— WHAT IS EXPECTED —
Repeat the material word for word, starting at the line that contains "Can you find the russian" and ending at the line that contains "[[164, 307]]", with both of those lines included.

Entries pointing to labeled objects:
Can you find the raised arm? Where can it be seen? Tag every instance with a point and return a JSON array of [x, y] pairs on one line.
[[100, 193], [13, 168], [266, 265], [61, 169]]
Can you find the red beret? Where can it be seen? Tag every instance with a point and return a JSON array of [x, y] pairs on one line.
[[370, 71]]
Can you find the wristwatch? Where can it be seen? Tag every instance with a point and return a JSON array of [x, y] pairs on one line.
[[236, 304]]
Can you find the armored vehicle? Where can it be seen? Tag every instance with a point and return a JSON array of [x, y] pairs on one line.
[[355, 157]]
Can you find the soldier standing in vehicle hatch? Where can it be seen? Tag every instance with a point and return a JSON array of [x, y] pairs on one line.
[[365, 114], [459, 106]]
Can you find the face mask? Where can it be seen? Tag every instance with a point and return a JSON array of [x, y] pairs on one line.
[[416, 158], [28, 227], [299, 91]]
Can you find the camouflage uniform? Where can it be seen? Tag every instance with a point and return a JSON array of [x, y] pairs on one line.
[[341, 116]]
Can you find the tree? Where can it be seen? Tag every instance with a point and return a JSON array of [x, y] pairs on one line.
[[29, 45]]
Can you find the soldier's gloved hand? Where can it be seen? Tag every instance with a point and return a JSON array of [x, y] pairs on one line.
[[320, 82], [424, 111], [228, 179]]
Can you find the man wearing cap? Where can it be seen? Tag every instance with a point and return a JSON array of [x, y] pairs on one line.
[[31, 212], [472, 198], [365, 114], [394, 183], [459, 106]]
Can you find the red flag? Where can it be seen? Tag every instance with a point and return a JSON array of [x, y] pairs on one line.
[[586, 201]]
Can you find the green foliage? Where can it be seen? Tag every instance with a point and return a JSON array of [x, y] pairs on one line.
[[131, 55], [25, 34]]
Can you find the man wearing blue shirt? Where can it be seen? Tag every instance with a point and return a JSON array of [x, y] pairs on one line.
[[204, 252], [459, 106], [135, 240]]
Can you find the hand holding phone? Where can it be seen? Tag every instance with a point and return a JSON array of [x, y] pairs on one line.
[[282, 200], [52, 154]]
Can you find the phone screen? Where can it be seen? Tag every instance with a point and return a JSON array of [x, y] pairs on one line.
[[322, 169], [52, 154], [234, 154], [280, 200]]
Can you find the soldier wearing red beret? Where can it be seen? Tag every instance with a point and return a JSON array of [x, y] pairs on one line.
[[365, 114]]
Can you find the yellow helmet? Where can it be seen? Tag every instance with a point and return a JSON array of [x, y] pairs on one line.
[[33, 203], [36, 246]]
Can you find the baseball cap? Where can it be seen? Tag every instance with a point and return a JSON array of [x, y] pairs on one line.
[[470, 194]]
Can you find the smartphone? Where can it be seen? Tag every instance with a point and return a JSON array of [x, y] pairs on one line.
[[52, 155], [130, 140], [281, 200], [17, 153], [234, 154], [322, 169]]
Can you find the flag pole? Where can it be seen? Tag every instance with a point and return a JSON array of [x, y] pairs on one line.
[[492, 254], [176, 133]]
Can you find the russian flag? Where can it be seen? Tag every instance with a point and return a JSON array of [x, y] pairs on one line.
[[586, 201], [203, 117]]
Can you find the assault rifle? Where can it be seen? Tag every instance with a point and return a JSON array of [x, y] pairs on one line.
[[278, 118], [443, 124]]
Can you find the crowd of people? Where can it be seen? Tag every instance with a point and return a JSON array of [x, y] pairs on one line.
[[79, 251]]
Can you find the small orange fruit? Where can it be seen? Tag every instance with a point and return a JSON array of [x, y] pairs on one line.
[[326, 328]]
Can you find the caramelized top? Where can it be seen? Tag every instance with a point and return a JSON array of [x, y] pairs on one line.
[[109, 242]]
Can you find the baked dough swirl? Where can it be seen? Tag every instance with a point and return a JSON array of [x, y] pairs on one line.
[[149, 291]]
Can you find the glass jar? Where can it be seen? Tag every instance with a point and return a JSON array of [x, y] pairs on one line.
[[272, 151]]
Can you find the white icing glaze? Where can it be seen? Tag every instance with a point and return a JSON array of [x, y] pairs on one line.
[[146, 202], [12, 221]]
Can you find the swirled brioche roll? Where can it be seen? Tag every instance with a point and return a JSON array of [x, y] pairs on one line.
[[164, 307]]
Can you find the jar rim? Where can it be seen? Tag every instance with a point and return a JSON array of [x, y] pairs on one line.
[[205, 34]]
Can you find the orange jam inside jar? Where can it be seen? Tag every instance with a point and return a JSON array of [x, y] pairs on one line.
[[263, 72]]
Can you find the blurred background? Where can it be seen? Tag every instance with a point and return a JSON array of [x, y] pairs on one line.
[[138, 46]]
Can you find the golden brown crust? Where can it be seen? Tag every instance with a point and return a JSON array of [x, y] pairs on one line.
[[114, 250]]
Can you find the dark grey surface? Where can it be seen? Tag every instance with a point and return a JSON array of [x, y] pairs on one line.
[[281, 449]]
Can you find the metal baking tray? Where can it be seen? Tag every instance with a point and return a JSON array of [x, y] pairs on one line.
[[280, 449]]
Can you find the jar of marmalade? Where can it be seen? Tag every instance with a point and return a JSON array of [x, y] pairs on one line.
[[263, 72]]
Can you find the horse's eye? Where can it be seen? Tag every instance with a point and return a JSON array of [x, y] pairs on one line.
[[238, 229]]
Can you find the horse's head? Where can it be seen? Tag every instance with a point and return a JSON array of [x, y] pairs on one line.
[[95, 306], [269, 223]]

— RESULT OF THIS EXERCISE —
Can you find the russian flag? Where can it be seen? Tag every instance with a point and return a JSON array of [x, y] pairs on one line.
[[586, 201], [203, 117]]
Can you find the assault rifle? Where can it be seen? Tag every instance with a point and return a JSON array of [x, y] pairs on one line.
[[278, 118], [443, 124]]
Can you find the crowd of people? Where can it be seen? Tag every instance with a point and return a JSON array of [x, y] pairs on one line.
[[79, 251]]
Can you find the small orange fruit? Where can it be seen? Tag every instance with a point and return a JSON array of [x, y] pairs on one line.
[[326, 328]]
Can you find the caramelized top? Where can it be seen? Tag every instance with a point and return a JSON array of [x, y] pairs on one line.
[[109, 242]]
Can you find the baked dough swirl? Where can it be seen? Tag every instance with a point and return a JSON array of [x, y] pairs on one line.
[[149, 291]]
Can you find the glass jar? Where can it be seen? Tag every instance with a point and return a JSON array of [x, y] pairs on one line.
[[272, 151]]
Can you find the white icing glaze? Where can it be seen? Tag every instance with a point and return a JSON array of [x, y] pairs on one line.
[[146, 202], [12, 221]]
Can you find the swirled brioche roll? Where can it be seen? Tag every instance with a point and return a JSON array of [x, y] pairs on one line.
[[164, 307]]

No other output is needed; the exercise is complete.